**Directions**
Can the data below be echoed back word for word?

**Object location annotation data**
========================================

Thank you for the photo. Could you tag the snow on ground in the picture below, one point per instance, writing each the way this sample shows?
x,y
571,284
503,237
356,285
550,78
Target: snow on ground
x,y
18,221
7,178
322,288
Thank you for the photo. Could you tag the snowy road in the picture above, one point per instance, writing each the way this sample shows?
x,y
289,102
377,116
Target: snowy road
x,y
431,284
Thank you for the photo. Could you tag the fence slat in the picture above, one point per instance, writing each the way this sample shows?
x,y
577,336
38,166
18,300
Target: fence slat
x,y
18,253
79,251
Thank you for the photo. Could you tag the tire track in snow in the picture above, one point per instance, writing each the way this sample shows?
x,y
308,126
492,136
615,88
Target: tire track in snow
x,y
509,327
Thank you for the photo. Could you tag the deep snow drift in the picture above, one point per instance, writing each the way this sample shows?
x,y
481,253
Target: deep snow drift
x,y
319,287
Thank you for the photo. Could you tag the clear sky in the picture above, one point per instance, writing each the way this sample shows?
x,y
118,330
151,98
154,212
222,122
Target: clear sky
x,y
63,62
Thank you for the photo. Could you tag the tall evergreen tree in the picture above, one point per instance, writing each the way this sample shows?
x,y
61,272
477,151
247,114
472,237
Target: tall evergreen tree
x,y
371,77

========================================

**Final result**
Thank you for the photo. Could you tag the snow on ground in the picture below, one point per instance, writing each the way this sample shows?
x,y
571,284
503,237
356,285
550,78
Target: snow on ground
x,y
18,221
7,178
322,288
Thank you for the photo. Could you tag the snowy road in the picture above, one point per instance, writing each the way this sample shows?
x,y
289,102
377,116
Target: snowy road
x,y
431,284
Thank you for the photo. Could you tag the fence slat in the picture above, one point per instance, writing each the way this sample shows?
x,y
577,336
38,166
18,300
Target: fence slat
x,y
18,253
79,251
Thank you for the photo. Could you tag the tire track in snow in the picture above, one point per instance, writing each the way this sample shows?
x,y
308,126
492,136
615,88
Target: tire track in snow
x,y
509,327
Thank you for the photo. Could you tag the deep snow drift in the picture above, one point per instance, writing each the way this sample shows?
x,y
481,253
Target: deep snow drift
x,y
319,287
Thank you for the photo. Could you tag the clear sky in the picture above, one point per instance, writing each the way this sample shows?
x,y
118,330
151,98
154,212
222,122
Target: clear sky
x,y
63,62
Thank you for the photo. Could you tag the tall evergreen tree in the picture above, one point per instance, writing each the way this sample shows?
x,y
61,272
477,151
247,114
472,237
Target: tall evergreen tree
x,y
371,77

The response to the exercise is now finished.